____ THE INPUT

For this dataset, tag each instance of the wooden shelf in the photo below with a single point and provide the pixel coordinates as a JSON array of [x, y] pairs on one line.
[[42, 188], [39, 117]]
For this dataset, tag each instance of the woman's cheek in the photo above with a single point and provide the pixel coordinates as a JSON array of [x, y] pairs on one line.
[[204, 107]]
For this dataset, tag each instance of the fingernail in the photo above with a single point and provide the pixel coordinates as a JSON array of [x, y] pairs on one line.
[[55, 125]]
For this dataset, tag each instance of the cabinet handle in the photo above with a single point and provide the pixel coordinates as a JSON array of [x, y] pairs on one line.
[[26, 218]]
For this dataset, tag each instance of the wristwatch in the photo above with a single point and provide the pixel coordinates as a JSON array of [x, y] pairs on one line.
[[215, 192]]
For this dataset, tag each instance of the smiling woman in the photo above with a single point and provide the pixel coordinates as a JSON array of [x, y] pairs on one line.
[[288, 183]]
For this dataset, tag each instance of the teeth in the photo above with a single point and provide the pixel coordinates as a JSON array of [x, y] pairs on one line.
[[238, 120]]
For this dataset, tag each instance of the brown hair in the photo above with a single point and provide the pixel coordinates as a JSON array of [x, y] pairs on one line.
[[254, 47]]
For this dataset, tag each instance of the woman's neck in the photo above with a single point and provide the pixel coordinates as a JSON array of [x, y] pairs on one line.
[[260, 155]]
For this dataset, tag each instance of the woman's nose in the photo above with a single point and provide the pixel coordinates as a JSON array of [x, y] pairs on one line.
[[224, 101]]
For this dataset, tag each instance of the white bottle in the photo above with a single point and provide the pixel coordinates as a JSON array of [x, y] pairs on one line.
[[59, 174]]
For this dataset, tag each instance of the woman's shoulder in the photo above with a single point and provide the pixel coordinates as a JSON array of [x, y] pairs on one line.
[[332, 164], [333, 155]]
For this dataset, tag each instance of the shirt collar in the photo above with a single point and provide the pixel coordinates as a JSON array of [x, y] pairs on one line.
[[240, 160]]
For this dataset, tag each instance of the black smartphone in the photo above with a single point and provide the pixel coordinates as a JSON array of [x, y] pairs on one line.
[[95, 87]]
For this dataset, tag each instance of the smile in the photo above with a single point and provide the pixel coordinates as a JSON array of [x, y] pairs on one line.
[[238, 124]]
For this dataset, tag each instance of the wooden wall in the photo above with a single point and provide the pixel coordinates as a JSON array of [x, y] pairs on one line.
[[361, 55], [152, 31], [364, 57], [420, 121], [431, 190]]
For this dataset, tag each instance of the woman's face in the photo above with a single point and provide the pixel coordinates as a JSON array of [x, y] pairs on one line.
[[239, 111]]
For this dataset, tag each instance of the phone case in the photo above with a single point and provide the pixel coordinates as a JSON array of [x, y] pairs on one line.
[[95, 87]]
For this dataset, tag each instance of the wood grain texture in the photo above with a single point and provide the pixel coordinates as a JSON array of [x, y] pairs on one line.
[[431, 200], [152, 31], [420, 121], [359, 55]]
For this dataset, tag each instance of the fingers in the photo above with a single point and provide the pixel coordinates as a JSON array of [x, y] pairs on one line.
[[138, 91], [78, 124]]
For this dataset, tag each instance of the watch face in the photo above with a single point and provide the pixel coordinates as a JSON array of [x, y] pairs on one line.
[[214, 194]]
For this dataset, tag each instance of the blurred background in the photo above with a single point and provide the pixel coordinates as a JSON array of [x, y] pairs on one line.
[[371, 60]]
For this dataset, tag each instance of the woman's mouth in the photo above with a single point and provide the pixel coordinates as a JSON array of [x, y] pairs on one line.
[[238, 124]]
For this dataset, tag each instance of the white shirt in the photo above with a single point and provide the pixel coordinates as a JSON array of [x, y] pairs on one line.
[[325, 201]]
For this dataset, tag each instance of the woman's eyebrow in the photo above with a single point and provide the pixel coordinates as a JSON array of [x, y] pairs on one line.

________

[WHAT YOU ARE ASKED TO DO] None of the lines above may be skipped. Transcribe each one exactly.

[EXERCISE SOLUTION]
For this dataset, tag each instance of the wooden shelf in the photo below with a single point and provide the pixel coordinates as a JSON array of [x, y] pairs on one line.
[[42, 188], [39, 117]]
For this dataset, tag each instance of the woman's cheek in the photo above with a single point and provide the pixel coordinates as a JSON array of [x, y] pairs on one line.
[[204, 107]]
For this dataset, tag each instance of the fingernail in the photo above with a single point and provide the pixel coordinates as a JSON array of [x, y] pairs on one line.
[[55, 125]]
For this dataset, tag each instance of the cabinet handle in the photo above with a single point and provide the pixel coordinates as a JSON array of [x, y] pairs on one line.
[[26, 218]]
For this dataset, tag each instance of the wristwatch in the photo above with a single point and provide the pixel coordinates as a JSON array of [x, y] pairs on one line.
[[215, 192]]
For this dataset, tag each instance of the smiling woman in the photo above with a single point and provide the pixel coordinates as a JSON array of [x, y] pairs on one line.
[[288, 183]]
For this dataset, tag each instance of the teeth in the photo above with a single point and provide the pixel coordinates as a JSON array of [x, y] pairs on one line.
[[238, 120]]
For this dataset, tag each instance of the brown hair in the photo above with a single point and provide the pixel coordinates as a JSON array of [x, y] pairs on one line.
[[254, 47]]
For this dataset, tag each instance of the woman's neck in the photo above with a single point and provide the pixel coordinates as a JSON array of [x, y] pairs on one line.
[[260, 155]]
For this dataset, tag each instance of the woman's nose in the photo above with a single point and provide the pixel coordinates as a JSON array of [x, y] pairs on one line.
[[224, 101]]
For this dataset, tag each instance of the white bottle in the photo above with a single point and provide the pixel coordinates as a JSON array of [x, y] pairs on one line.
[[59, 174]]
For this dataset, tag each instance of the woman's shoulder in the photo above with a single point and provide the pixel coordinates as a JSON array of [x, y] pairs on one line.
[[332, 164], [333, 155]]
For this dataset, tag each instance of the shirt collar in the photo above with a single point and provide the pixel coordinates as a JSON array of [x, y] pairs on one line.
[[240, 160]]
For this dataset, tag each instance of the black smartphone in the photo above with a single point and provide the pixel coordinates as a JSON array of [x, y] pairs on one line.
[[95, 87]]
For this dataset, tag each instance of the smile in the photo above with a single point and provide the pixel coordinates as a JSON array of [x, y] pairs on one line.
[[238, 124]]
For this dataset, tag each instance of the wooden wall in the photo above with a single point and provide the pixel coordinates as a JSON array of [x, y] pairs on one line.
[[361, 55], [152, 31], [364, 57], [420, 121], [431, 190]]
For this dataset, tag each instance of the woman's face in the photo above with a single point and provide the pixel coordinates as a JSON array of [x, y] pairs on one line.
[[239, 111]]
For this dataset, tag each instance of the phone case in the photo above with a single point and provide the pixel coordinates as a JSON array of [x, y] pairs on one line.
[[95, 87]]
For this dataset, tag each instance of the wood grain texture in the photo above with a single point and provide the pixel coordinates as a JSON array of [x, y] pairs on one line.
[[431, 200], [152, 31], [420, 121], [359, 55]]
For this dataset, tag each instance of the fingers in the photo above with a single point and provide the pixel coordinates as a JSON array of [x, y] pairs on one line.
[[138, 91], [78, 124]]
For this dataset, tag each instance of the watch face in the photo above with a single point and provide the pixel coordinates as a JSON array of [x, y] pairs on one line.
[[214, 194]]
For this dataset, tag each instance of the blurred background in the photo above with a single point and provide the pixel coordinates as a JSON array of [x, y] pairs on one line.
[[371, 60]]
For this dataset, tag each instance of the woman's mouth in the photo above with a single point and provide the pixel coordinates as a JSON array of [x, y] pairs on one line.
[[238, 124]]
For this dataset, tag each instance of the white shirt in the photo above with a single point and provide the pixel coordinates as a JSON array of [x, y] pairs on one line.
[[325, 201]]
For this dataset, tag each instance of the woman's eyebrow in the photo above with a single point and provide the pixel coordinates as a JSON array of [x, y] pairs on one line.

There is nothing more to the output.